= Provided entries =
------------------------------------------------------------------------

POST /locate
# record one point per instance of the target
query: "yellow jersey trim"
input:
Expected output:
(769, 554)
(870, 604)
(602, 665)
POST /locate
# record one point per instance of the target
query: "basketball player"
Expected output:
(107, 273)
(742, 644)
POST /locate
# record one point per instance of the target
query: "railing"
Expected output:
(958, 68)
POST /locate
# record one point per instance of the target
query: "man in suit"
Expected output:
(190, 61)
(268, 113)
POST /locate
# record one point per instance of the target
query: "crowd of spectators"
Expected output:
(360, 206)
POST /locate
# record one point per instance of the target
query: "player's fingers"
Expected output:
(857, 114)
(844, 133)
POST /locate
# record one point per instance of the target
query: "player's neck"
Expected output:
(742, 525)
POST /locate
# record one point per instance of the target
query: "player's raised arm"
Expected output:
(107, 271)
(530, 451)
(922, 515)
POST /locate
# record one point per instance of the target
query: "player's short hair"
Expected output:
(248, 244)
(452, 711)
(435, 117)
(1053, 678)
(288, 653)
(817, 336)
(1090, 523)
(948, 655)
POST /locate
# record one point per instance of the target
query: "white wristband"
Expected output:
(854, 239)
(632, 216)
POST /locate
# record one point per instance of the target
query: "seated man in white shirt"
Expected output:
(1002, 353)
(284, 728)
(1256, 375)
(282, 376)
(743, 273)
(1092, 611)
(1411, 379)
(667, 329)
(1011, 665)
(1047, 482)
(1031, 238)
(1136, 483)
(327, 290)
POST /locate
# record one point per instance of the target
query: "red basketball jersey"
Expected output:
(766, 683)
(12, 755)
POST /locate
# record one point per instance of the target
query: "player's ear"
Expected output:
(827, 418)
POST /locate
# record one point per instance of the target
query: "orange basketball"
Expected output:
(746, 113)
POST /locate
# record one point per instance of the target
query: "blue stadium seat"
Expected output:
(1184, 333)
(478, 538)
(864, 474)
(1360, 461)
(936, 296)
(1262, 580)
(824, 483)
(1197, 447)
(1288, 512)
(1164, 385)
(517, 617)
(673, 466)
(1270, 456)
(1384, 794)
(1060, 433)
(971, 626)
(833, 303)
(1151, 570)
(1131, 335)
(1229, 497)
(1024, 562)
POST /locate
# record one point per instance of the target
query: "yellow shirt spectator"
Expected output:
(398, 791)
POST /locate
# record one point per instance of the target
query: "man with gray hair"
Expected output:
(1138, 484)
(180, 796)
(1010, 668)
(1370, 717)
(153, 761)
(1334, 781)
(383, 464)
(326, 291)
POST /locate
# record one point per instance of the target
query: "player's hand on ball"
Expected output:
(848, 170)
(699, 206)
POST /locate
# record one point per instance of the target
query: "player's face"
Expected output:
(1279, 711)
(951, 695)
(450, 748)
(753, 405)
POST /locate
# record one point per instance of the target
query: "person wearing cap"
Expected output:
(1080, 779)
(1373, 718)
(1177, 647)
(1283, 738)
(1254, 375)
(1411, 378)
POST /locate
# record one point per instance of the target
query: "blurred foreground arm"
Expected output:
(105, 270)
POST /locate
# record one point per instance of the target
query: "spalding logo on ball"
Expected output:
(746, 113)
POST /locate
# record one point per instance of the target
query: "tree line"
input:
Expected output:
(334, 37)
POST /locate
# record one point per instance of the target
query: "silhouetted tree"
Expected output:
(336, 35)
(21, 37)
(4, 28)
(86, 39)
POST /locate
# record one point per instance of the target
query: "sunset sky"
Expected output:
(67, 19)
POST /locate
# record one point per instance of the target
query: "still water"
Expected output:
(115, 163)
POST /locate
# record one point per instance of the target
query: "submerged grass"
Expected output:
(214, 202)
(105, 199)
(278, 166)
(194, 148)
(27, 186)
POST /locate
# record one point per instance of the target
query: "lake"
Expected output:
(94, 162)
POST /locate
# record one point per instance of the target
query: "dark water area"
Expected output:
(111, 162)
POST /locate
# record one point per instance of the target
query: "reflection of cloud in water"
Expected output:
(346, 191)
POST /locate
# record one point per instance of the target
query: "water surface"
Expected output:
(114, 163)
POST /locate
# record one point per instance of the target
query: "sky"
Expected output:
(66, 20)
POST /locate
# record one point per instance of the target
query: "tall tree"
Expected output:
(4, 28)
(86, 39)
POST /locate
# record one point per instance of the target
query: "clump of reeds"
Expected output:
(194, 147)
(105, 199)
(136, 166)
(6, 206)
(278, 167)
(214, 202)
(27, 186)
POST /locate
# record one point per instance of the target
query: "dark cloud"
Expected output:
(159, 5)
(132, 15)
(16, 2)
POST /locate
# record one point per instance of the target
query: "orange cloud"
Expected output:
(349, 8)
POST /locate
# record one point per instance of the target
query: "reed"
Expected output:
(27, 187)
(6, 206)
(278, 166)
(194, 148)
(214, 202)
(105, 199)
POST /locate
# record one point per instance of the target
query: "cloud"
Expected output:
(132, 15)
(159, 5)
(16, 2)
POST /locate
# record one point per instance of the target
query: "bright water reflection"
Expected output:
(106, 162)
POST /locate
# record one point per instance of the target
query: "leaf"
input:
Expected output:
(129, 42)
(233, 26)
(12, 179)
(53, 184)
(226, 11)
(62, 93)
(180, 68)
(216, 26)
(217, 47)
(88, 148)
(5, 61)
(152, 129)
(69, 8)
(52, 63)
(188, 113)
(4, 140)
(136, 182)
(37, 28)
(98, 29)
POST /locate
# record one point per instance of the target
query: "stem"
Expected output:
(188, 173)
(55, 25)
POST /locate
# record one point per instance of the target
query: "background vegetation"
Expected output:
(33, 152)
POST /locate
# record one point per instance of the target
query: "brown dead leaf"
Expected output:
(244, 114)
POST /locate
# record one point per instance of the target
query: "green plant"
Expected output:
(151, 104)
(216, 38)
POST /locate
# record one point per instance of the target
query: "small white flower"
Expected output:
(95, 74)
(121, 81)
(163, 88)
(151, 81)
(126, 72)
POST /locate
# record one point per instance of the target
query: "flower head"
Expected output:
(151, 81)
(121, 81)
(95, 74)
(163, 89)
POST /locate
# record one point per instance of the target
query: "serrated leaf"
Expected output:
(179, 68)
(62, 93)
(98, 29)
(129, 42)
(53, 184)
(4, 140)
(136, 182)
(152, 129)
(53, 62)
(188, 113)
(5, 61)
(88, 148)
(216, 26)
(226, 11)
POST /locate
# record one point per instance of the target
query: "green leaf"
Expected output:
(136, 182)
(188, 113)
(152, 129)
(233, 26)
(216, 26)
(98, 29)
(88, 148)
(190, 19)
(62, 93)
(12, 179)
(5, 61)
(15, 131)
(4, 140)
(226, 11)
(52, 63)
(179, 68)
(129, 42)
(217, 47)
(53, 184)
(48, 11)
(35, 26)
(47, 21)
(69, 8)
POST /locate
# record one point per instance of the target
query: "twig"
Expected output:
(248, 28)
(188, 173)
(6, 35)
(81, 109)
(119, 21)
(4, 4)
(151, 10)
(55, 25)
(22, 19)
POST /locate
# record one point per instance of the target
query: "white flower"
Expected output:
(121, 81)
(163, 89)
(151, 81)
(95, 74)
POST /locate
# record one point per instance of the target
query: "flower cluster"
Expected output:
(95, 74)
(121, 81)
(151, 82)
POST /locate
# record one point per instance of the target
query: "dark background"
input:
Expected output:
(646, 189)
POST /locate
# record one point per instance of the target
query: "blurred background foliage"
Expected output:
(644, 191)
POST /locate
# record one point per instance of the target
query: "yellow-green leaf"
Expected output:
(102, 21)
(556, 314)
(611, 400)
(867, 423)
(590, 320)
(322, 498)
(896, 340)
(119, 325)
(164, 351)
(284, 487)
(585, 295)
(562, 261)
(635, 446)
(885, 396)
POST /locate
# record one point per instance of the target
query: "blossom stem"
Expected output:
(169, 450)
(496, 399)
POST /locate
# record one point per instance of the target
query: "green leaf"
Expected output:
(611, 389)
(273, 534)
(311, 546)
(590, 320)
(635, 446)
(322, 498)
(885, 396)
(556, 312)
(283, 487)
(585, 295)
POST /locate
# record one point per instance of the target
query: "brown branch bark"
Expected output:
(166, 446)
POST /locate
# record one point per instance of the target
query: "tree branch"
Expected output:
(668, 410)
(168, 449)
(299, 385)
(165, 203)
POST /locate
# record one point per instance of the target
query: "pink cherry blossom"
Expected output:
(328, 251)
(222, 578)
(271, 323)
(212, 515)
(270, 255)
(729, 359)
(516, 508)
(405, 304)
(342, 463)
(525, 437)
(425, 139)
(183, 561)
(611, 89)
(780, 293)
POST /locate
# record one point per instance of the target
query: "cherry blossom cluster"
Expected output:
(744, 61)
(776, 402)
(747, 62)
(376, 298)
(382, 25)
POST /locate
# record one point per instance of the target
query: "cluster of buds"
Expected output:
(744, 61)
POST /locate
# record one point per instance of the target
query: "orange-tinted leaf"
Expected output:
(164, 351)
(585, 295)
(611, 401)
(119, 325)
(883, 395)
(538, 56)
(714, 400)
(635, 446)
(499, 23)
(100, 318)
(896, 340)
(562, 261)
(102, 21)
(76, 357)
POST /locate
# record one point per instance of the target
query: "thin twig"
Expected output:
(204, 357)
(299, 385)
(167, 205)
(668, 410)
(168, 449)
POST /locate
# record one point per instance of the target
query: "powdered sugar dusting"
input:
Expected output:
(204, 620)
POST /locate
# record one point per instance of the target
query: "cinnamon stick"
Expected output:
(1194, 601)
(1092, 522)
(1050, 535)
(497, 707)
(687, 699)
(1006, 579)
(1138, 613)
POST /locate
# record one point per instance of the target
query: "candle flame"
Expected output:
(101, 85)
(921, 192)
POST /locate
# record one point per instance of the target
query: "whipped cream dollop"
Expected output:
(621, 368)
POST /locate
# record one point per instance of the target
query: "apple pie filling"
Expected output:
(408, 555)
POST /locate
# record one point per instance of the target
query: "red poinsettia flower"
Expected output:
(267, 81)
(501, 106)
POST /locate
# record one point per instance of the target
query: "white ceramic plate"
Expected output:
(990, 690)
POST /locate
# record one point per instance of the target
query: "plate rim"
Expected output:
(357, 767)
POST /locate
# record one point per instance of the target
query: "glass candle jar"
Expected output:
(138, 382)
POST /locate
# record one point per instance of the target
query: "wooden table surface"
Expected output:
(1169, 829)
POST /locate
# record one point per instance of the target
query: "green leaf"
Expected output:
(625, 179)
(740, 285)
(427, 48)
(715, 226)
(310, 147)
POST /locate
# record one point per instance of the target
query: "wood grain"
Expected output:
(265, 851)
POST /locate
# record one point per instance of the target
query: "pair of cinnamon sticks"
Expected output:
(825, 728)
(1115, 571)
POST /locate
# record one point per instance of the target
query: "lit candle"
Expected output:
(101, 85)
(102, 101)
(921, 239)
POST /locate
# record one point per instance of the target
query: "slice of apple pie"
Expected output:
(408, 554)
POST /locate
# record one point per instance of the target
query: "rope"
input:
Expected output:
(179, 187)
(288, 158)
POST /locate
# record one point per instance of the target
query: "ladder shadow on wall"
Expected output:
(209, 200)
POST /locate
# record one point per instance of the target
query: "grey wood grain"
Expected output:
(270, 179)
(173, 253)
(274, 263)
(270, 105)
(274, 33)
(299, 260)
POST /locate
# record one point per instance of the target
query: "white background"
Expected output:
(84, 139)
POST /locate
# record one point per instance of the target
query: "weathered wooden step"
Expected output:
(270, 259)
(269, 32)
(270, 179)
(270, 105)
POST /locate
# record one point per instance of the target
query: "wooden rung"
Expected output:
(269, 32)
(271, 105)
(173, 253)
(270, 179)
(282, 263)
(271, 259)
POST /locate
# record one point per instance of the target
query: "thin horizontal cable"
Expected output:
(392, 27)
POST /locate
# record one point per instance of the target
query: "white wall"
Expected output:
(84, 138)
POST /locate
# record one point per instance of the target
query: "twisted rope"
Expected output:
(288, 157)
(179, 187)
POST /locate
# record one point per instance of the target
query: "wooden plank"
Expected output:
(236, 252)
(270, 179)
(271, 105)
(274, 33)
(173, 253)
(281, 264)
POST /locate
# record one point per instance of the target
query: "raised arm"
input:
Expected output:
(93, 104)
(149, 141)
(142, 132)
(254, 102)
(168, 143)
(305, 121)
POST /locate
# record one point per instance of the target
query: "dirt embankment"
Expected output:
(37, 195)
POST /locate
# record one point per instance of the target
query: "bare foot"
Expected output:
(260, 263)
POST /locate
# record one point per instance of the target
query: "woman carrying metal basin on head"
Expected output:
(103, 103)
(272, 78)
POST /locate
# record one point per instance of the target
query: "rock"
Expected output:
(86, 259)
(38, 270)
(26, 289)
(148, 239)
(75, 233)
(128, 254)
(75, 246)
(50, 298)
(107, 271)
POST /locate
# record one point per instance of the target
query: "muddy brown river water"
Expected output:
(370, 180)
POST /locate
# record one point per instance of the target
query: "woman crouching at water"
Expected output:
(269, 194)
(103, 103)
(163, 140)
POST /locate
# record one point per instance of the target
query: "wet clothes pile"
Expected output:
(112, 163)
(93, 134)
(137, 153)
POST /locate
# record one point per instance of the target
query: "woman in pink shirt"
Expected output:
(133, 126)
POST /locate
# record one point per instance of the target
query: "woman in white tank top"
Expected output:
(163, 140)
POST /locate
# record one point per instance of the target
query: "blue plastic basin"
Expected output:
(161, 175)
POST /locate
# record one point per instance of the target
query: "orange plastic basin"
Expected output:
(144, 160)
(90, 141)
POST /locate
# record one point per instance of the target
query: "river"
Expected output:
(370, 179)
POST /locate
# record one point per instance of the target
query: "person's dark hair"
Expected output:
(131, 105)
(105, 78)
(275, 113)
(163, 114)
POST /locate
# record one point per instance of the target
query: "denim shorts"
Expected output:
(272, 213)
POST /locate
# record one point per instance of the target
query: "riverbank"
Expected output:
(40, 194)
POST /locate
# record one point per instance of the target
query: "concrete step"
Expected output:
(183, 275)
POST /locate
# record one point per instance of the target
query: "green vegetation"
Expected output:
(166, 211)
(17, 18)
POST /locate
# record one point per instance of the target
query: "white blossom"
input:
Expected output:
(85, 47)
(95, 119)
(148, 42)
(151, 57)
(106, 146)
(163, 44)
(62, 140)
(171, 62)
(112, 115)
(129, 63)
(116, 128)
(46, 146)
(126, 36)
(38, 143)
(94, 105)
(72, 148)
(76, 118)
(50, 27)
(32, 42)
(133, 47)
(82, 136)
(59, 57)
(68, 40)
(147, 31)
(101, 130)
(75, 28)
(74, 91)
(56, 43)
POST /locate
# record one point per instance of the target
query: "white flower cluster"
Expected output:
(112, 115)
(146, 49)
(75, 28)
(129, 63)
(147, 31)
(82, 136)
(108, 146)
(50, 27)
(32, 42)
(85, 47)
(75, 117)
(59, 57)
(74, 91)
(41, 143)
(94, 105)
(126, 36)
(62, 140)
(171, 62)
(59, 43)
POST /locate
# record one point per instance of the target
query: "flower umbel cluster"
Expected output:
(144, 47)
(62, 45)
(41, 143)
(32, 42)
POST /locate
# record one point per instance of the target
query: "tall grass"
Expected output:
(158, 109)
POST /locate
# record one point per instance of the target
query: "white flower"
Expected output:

------------------------------------------------------------------------

= Task objective =
Find each line above that contains the word "step", matching case, and copy those lines out in full.

= Answer to this problem =
query: "weathered wooden step"
query: "concrete step"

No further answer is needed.